#### JOB
Retype every one of the following records, keeping each line identical to the original.

(Dataset records on object locations)
┌──
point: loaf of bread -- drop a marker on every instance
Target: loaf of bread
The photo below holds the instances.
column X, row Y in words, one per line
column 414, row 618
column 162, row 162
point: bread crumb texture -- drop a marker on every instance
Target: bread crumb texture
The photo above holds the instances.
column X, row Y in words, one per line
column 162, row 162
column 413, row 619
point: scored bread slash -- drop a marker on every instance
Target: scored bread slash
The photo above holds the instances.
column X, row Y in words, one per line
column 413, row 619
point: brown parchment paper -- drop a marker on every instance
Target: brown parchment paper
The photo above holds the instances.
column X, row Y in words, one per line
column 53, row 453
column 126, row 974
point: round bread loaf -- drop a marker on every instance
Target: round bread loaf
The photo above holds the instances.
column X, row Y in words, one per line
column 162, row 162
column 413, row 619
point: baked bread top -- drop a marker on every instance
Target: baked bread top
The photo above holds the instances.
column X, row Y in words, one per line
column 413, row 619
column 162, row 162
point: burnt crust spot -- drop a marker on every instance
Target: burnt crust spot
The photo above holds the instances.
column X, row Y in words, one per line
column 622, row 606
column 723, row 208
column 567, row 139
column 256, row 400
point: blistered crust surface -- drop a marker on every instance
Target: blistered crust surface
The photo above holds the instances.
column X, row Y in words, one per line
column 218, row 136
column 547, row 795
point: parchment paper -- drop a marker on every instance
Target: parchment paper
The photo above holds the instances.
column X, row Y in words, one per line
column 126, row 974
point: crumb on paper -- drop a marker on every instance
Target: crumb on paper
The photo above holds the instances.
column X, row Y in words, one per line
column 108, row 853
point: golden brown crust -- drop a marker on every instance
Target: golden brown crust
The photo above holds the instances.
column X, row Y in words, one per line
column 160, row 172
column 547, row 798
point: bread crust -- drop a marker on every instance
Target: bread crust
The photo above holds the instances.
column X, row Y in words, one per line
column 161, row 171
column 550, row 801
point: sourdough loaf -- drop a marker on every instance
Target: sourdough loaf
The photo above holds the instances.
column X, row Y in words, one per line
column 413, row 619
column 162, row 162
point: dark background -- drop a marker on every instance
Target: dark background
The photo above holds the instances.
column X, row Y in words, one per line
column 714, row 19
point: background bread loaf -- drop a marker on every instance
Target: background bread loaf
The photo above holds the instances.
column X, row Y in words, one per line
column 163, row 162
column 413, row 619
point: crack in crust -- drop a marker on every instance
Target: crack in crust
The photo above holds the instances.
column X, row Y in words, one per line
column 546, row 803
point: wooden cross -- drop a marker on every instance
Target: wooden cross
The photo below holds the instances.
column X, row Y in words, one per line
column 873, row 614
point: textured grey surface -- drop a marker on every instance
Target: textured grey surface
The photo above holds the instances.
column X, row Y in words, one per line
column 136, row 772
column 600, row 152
└──
#### TASK ANSWER
point: loaf of bread -- drop a marker on every instance
Target: loaf of bread
The photo below holds the instances.
column X, row Y in words, one per line
column 414, row 618
column 162, row 162
point: bread crumb texture -- drop a marker on every instance
Target: bread crumb texture
The photo above holds the instances.
column X, row Y in words, one per line
column 162, row 162
column 413, row 619
point: scored bread slash -- drop a marker on every instance
Target: scored bread slash
The photo above holds the instances.
column X, row Y in words, one per line
column 413, row 619
point: brown parchment paper -- drop a marker on every instance
Target: brown parchment paper
The photo above holds the instances.
column X, row Y in words, one per line
column 53, row 453
column 126, row 974
point: round bread loaf -- drop a marker on every instance
Target: round bread loaf
The photo above holds the instances.
column X, row Y in words, one per line
column 162, row 162
column 413, row 619
point: baked bread top -- drop a marker on every instance
Target: baked bread top
The photo above holds the instances.
column X, row Y in words, one per line
column 413, row 619
column 162, row 162
point: burnt crust spot -- drop a marker on every instance
Target: burnt crust spot
The photo above holds the instances.
column X, row Y in words, one per line
column 622, row 606
column 723, row 208
column 567, row 139
column 256, row 400
point: blistered crust surface -- drop a marker on every instance
Target: blistered crust surface
The photo above holds the instances.
column X, row Y in words, one per line
column 218, row 136
column 547, row 795
point: parchment paper -- drop a marker on every instance
Target: parchment paper
The photo above holds the instances.
column X, row Y in words, one per line
column 126, row 974
point: crumb on paper -- drop a marker on every instance
Target: crumb on paper
The photo above holds the instances.
column X, row Y in words, one per line
column 108, row 853
point: golden brown crust -- drop a marker on every instance
Target: golden brown crust
The photo above holds the instances.
column X, row Y in words, one per line
column 160, row 172
column 547, row 798
point: bread crust -- drop a marker on every instance
Target: bread crust
The photo above holds the instances.
column X, row Y in words, one per line
column 161, row 171
column 550, row 801
point: sourdough loaf -- drop a marker on every instance
Target: sourdough loaf
The photo above holds the instances.
column X, row Y in words, one per line
column 413, row 619
column 162, row 162
point: dark background -- drop a marker on every instance
Target: dark background
The photo above holds the instances.
column X, row Y in words, one per line
column 714, row 19
point: background bread loaf -- drop a marker on every instance
Target: background bread loaf
The photo above holds the instances.
column X, row Y in words, one per line
column 163, row 162
column 413, row 619
point: crack in crust -- drop a marker on every instance
Target: crack in crust
The photo above holds the instances.
column X, row Y in words, one per line
column 546, row 803
point: wooden cross -- drop a marker on every instance
Target: wooden cross
The photo below holds the instances.
column X, row Y in words, one per line
column 873, row 614
point: textured grey surface -- drop a marker on every instance
Target: textured grey surface
The photo above holds the instances.
column X, row Y in words, one per line
column 136, row 772
column 600, row 152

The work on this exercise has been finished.